TASK GOAL:
Set down, word for word, each line from the top of the data through the line that has "negative clicks: (281, 595)"; omit every picture.

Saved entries
══════════
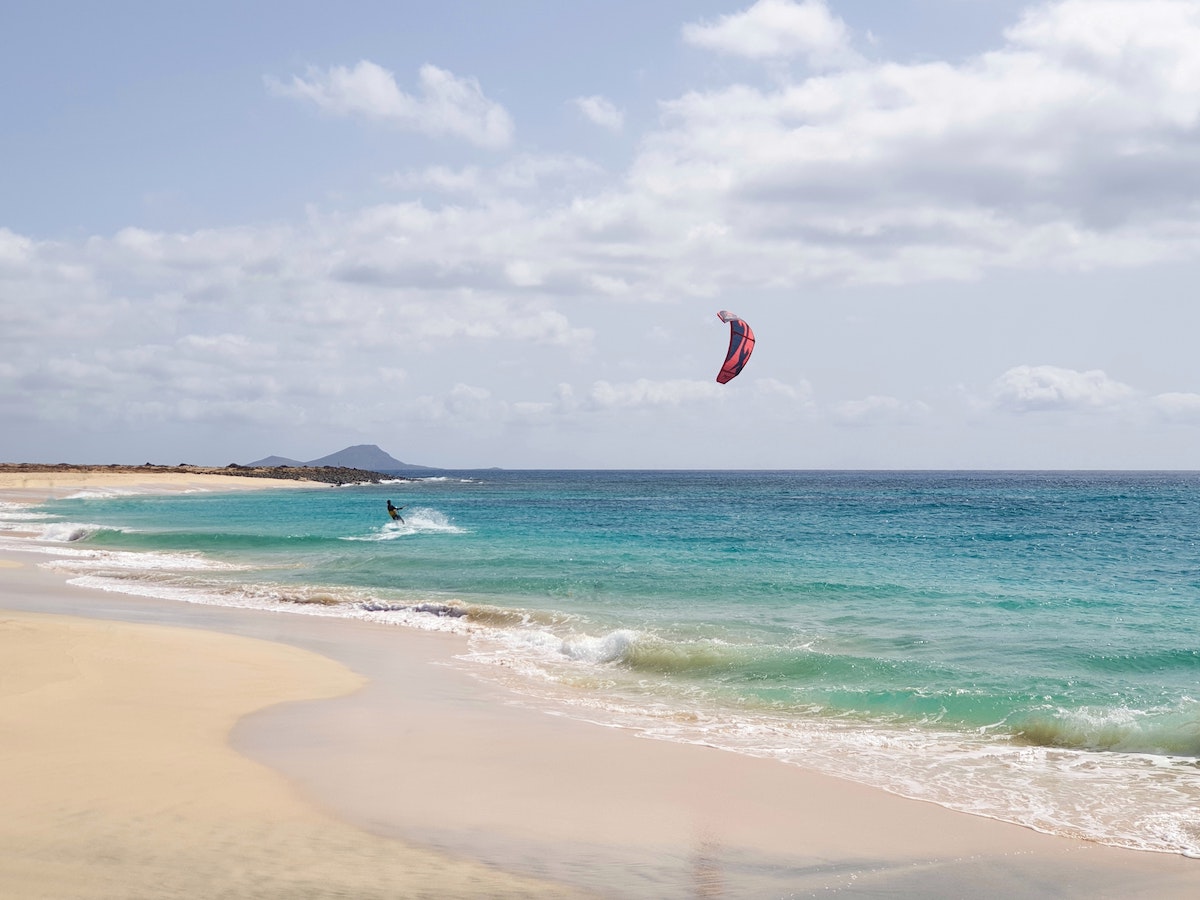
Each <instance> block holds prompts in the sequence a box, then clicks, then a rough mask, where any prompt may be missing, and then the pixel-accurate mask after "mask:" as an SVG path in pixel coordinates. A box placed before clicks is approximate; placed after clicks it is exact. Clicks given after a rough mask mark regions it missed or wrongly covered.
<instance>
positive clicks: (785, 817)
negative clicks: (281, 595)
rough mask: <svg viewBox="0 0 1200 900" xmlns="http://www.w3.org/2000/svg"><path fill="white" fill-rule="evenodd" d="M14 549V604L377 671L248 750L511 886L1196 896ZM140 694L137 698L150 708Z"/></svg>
mask: <svg viewBox="0 0 1200 900" xmlns="http://www.w3.org/2000/svg"><path fill="white" fill-rule="evenodd" d="M265 486H266V487H278V486H280V484H278V482H269V484H268V485H265ZM38 557H40V558H44V556H43V554H38ZM0 558H4V559H7V560H10V562H16V563H18V564H19V565H18V566H17V568H0V584H4V586H5V592H4V595H5V600H4V601H0V607H11V606H12V605H13V602H17V604H22V605H23V606H22V607H20V608H30V607H32V608H40V610H47V611H54V612H65V613H68V614H71V616H78V617H85V618H88V619H89V620H95V619H104V620H118V622H134V623H137V622H143V623H145V622H149V623H156V624H168V625H174V626H176V629H175V630H178V629H179V626H187V629H188V630H196V629H199V630H200V631H199V634H209V632H223V634H226V635H230V634H232V635H236V636H239V637H240V638H246V637H253V638H259V640H265V641H271V642H274V643H272V644H265V646H258V644H256V646H254V648H253V650H252V652H251V655H252V656H254V655H257V654H258V653H259V652H262V653H263V654H264V655H269V654H268V648H270V647H272V646H276V644H287V646H290V647H293V648H301V649H305V650H308V652H311V653H313V654H319V656H313V658H311V659H310V658H306V662H305V664H304V667H305V668H306V671H308V667H310V666H311V667H314V668H319V666H320V665H328V660H330V659H331V660H335V661H336V662H337V664H341V666H343V667H346V668H349V670H353V671H354V672H356V673H359V676H360V677H364V678H365V679H366V685H365V686H364V688H362V689H361V690H358V691H356V692H353V694H349V695H342V696H337V697H336V698H332V700H320V701H316V700H314V701H307V702H302V703H301V702H292V703H288V704H286V706H269V707H265V708H264V707H258V708H256V709H253V710H246V709H240V710H239V715H238V716H235V718H238V719H239V721H238V724H236V725H235V726H233V733H232V746H233V748H235V749H236V750H238V751H239V752H240V754H241V758H245V757H250V758H253V760H256V761H258V763H263V764H264V766H266V767H269V768H263V772H264V773H265V774H266V775H270V776H282V778H286V780H287V781H288V782H289V784H290V785H292V786H293V790H294V791H299V793H300V796H302V797H304V798H306V803H307V804H308V805H314V806H317V808H319V809H322V810H324V812H325V815H329V816H330V817H331V818H332V820H334V821H336V822H340V823H348V824H350V826H353V827H356V828H360V829H364V832H367V833H372V834H374V835H379V836H380V839H384V840H396V841H397V842H400V841H402V842H403V844H406V845H409V846H413V845H420V846H424V847H428V848H431V850H430V851H421V852H434V853H437V852H442V853H444V854H449V857H451V858H455V859H460V860H473V862H472V863H470V864H472V865H478V864H482V865H484V866H485V871H487V872H491V874H492V875H494V876H496V877H497V880H498V883H497V884H496V886H494V887H496V888H497V890H499V889H500V884H499V881H502V880H503V877H506V876H502V875H500V872H499V869H497V868H496V866H500V868H503V869H508V870H510V871H512V870H515V871H518V872H521V874H523V875H526V876H536V877H540V878H542V880H548V881H552V882H558V883H559V886H562V884H571V886H575V887H576V888H578V889H583V890H596V892H600V893H602V894H607V895H618V896H697V895H698V896H722V895H732V896H745V895H752V896H770V895H781V894H786V895H798V896H805V895H810V894H812V895H815V894H816V893H826V892H828V890H840V892H842V893H846V894H850V895H854V894H858V893H862V894H868V893H871V892H882V893H892V894H898V895H907V896H931V895H932V896H956V895H966V894H973V895H995V896H1000V895H1019V894H1020V895H1043V896H1050V895H1054V896H1079V898H1084V896H1088V898H1091V896H1160V898H1162V896H1168V898H1170V896H1193V895H1195V894H1196V893H1198V892H1200V863H1196V862H1195V860H1189V859H1184V858H1183V857H1177V856H1172V854H1165V853H1147V852H1139V851H1127V850H1117V848H1112V847H1106V846H1102V845H1097V844H1088V842H1084V841H1076V840H1072V839H1069V838H1061V836H1052V835H1045V834H1040V833H1037V832H1032V830H1030V829H1026V828H1022V827H1019V826H1012V824H1007V823H1002V822H997V821H994V820H986V818H980V817H977V816H971V815H968V814H964V812H954V811H950V810H946V809H943V808H941V806H935V805H932V804H928V803H922V802H918V800H908V799H904V798H900V797H896V796H894V794H887V793H883V792H882V791H878V790H875V788H870V787H864V786H862V785H857V784H853V782H850V781H842V780H839V779H834V778H830V776H824V775H818V774H816V773H812V772H808V770H805V769H803V768H799V767H797V766H787V764H784V763H780V762H776V761H772V760H756V758H751V757H746V756H739V755H736V754H732V752H726V751H720V750H714V749H712V748H707V746H697V745H688V744H673V743H667V742H658V740H650V739H646V738H640V737H637V736H635V734H632V733H630V732H626V731H622V730H618V728H606V727H601V726H599V725H592V724H588V722H582V721H577V720H572V719H566V718H564V716H556V715H547V714H546V710H545V709H539V708H533V707H528V706H522V704H518V703H516V702H515V700H514V698H512V697H511V696H508V695H506V694H505V691H504V690H503V689H502V688H498V686H496V685H493V684H488V683H484V682H480V680H479V679H476V678H473V677H470V676H469V673H468V672H466V671H464V670H463V667H462V666H461V665H460V664H457V662H456V661H455V659H454V658H455V655H457V654H458V653H460V652H461V648H462V647H463V644H462V642H461V638H458V637H456V636H452V635H444V634H431V632H418V631H410V630H406V629H400V628H396V626H380V625H373V624H370V623H361V622H350V620H337V622H331V620H329V619H324V620H322V622H313V620H311V619H310V618H308V617H304V616H290V614H284V613H266V612H259V611H248V610H228V608H218V607H193V606H186V607H184V606H182V605H180V604H172V602H169V601H154V600H148V599H145V598H134V596H127V595H121V594H108V593H103V592H91V590H88V589H85V588H79V587H74V586H70V584H67V583H66V582H65V580H64V578H62V577H61V576H58V575H55V574H52V572H47V571H44V570H41V569H37V568H36V562H37V558H35V556H34V554H31V553H29V554H26V553H23V552H19V551H4V552H2V553H0ZM4 618H5V614H4V613H0V620H2V619H4ZM322 658H325V660H322ZM0 659H4V656H2V655H0ZM0 665H2V664H0ZM160 665H162V664H160ZM126 694H128V695H130V696H124V697H122V702H124V703H127V704H130V706H132V707H134V708H139V707H144V706H145V704H146V703H149V702H150V701H149V698H148V697H145V696H143V695H142V692H140V689H136V688H128V689H127V690H126ZM227 749H228V748H227ZM78 763H79V761H74V764H78ZM278 773H282V775H278ZM2 852H4V851H0V853H2ZM547 889H551V890H568V889H566V888H563V887H554V888H547ZM481 893H482V894H493V895H494V893H496V892H494V890H490V889H485V890H481ZM461 895H472V894H461Z"/></svg>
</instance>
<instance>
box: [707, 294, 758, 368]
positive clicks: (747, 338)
mask: <svg viewBox="0 0 1200 900" xmlns="http://www.w3.org/2000/svg"><path fill="white" fill-rule="evenodd" d="M716 317H718V318H719V319H720V320H721V322H727V323H730V352H728V353H726V354H725V365H724V366H721V371H720V372H719V373H718V376H716V380H718V382H720V383H721V384H725V383H726V382H730V380H733V378H736V377H737V374H738V372H740V371H742V367H743V366H745V364H746V362H749V361H750V354H751V353H754V331H751V330H750V325H749V324H746V322H745V320H744V319H742V318H740V317H738V316H734V314H733V313H732V312H730V311H728V310H721V311H720V312H719V313H716Z"/></svg>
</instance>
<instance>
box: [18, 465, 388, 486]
mask: <svg viewBox="0 0 1200 900" xmlns="http://www.w3.org/2000/svg"><path fill="white" fill-rule="evenodd" d="M5 472H14V473H40V472H46V473H70V472H101V473H104V472H107V473H114V472H116V473H132V474H160V473H161V474H172V475H242V476H246V478H276V479H282V480H287V481H313V482H317V484H323V485H362V484H371V485H377V484H380V482H382V481H408V480H410V479H406V478H403V476H401V475H388V474H385V473H382V472H371V470H368V469H355V468H349V467H346V466H240V464H238V463H229V464H228V466H223V467H211V466H190V464H187V463H180V464H179V466H155V464H154V463H149V462H148V463H145V464H143V466H119V464H112V466H84V464H76V463H66V462H60V463H32V462H5V463H0V474H2V473H5Z"/></svg>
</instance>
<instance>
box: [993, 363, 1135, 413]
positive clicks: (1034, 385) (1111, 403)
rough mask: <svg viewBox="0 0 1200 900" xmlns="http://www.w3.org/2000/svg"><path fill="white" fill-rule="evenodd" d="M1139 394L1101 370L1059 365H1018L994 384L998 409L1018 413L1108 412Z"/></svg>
mask: <svg viewBox="0 0 1200 900" xmlns="http://www.w3.org/2000/svg"><path fill="white" fill-rule="evenodd" d="M1135 394H1136V391H1134V389H1133V388H1130V386H1128V385H1126V384H1122V383H1121V382H1116V380H1114V379H1111V378H1109V376H1106V374H1105V373H1104V372H1102V371H1099V370H1091V371H1087V372H1078V371H1075V370H1073V368H1060V367H1057V366H1016V367H1014V368H1010V370H1008V371H1007V372H1004V373H1003V374H1002V376H1001V377H1000V378H997V379H996V380H995V383H994V384H992V402H994V403H995V406H997V407H998V408H1001V409H1008V410H1010V412H1015V413H1028V412H1048V410H1056V412H1086V410H1098V409H1106V408H1112V407H1118V406H1121V404H1123V403H1126V402H1127V401H1129V400H1132V398H1133V397H1134V396H1135Z"/></svg>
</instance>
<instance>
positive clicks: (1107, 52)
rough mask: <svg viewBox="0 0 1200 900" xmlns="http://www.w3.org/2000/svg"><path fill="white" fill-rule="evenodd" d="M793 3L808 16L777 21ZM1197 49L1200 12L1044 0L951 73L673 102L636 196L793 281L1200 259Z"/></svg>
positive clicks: (878, 74)
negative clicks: (672, 206)
mask: <svg viewBox="0 0 1200 900" xmlns="http://www.w3.org/2000/svg"><path fill="white" fill-rule="evenodd" d="M785 6H786V8H788V10H792V11H794V10H796V8H798V7H794V5H782V4H776V5H770V6H769V7H766V8H770V10H775V8H776V7H778V8H784V7H785ZM762 8H764V7H762V5H757V6H755V7H751V10H750V11H748V12H745V13H740V14H739V16H736V17H730V19H728V20H726V19H722V20H721V23H720V25H719V26H716V25H713V26H708V25H706V26H703V28H702V29H700V30H698V31H695V30H694V31H689V34H691V35H692V36H694V37H695V36H696V35H700V34H702V35H707V36H708V37H707V38H706V40H710V41H713V42H716V41H718V38H721V41H724V43H722V46H726V47H733V46H744V47H746V48H749V47H751V46H752V43H751V42H750V40H749V38H745V40H744V42H743V43H742V44H737V43H736V42H734V37H733V36H734V35H738V34H740V31H738V30H737V29H734V28H733V25H734V24H738V23H740V25H745V26H746V28H749V23H752V22H761V20H762V19H760V18H756V17H758V16H761V14H762ZM740 25H739V26H740ZM770 34H778V32H776V31H772V32H770ZM1198 46H1200V6H1198V5H1196V4H1194V2H1184V1H1175V0H1157V1H1156V2H1152V4H1142V2H1117V1H1116V0H1111V1H1106V2H1099V4H1092V2H1063V4H1054V5H1049V4H1048V5H1043V6H1039V7H1036V8H1034V10H1033V11H1031V12H1030V13H1028V14H1026V17H1025V18H1022V19H1021V20H1020V22H1019V23H1018V24H1016V25H1014V26H1013V28H1012V29H1009V30H1008V31H1007V32H1006V42H1004V43H1003V44H1002V46H1001V47H998V48H997V49H995V50H991V52H989V53H985V54H980V55H978V56H974V58H970V59H965V60H962V61H959V62H944V61H937V62H911V64H910V62H892V61H884V62H874V64H865V62H864V64H863V65H859V66H856V67H853V68H850V70H846V71H835V72H829V73H826V74H823V76H821V77H814V78H805V79H802V80H798V82H785V83H782V84H778V83H776V84H773V85H770V86H767V88H762V86H757V85H755V84H751V83H738V84H727V85H724V86H719V88H714V89H710V90H703V91H691V92H688V94H684V95H683V96H680V97H677V98H674V100H668V101H665V102H664V103H662V114H664V125H662V127H660V128H659V130H658V131H655V132H653V133H650V134H648V136H647V137H646V138H644V140H643V143H642V148H643V149H642V152H641V155H640V156H638V158H637V160H636V161H635V164H634V167H632V170H631V184H632V185H634V186H635V187H636V190H637V191H638V193H640V194H641V196H642V197H643V198H644V197H652V198H655V200H658V202H659V203H660V204H661V205H662V206H664V208H666V206H668V205H677V206H678V210H679V211H678V214H677V215H678V217H679V218H683V220H689V222H690V223H691V224H695V223H698V222H701V221H708V222H715V223H719V224H720V226H721V227H724V228H726V229H727V234H726V238H725V240H724V241H722V244H721V246H722V247H724V248H725V250H726V251H727V252H737V253H742V254H744V257H745V258H746V259H748V260H752V262H754V265H755V268H756V269H757V270H758V271H767V270H769V271H770V272H772V276H773V277H775V278H778V280H779V281H781V282H792V283H803V282H811V281H815V280H816V281H846V280H850V281H858V282H883V283H904V282H912V281H919V280H928V278H955V280H961V278H974V277H979V276H980V274H983V272H984V271H986V270H989V269H997V268H998V269H1009V268H1015V269H1020V268H1032V266H1050V268H1066V269H1070V270H1078V269H1093V268H1100V266H1108V265H1139V264H1146V263H1154V262H1162V260H1166V259H1187V258H1193V257H1194V256H1195V254H1196V252H1200V216H1198V215H1196V214H1198V210H1200V167H1196V166H1195V146H1196V142H1198V140H1200V92H1198V91H1195V90H1194V89H1193V88H1192V86H1190V85H1193V84H1195V83H1200V82H1198V79H1200V73H1198V66H1200V54H1198V53H1196V52H1195V49H1194V48H1195V47H1198ZM763 52H766V50H763ZM662 215H664V217H666V215H667V214H666V212H664V214H662ZM678 227H679V228H680V233H685V230H686V227H688V226H686V224H685V223H679V224H678Z"/></svg>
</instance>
══════════
RESULT OF THE EXERCISE:
Each <instance> block holds prompts in the sequence a box, then clicks, then a rough mask, where any prompt may be missing, and then the pixel-accurate mask after "mask:" as an SVG path in pixel coordinates. A box placed before clicks is approximate; placed after clicks it is exact. Clicks given after a rough mask mark regions it missed or wrongly covered.
<instance>
positive clicks: (785, 817)
negative clicks: (281, 595)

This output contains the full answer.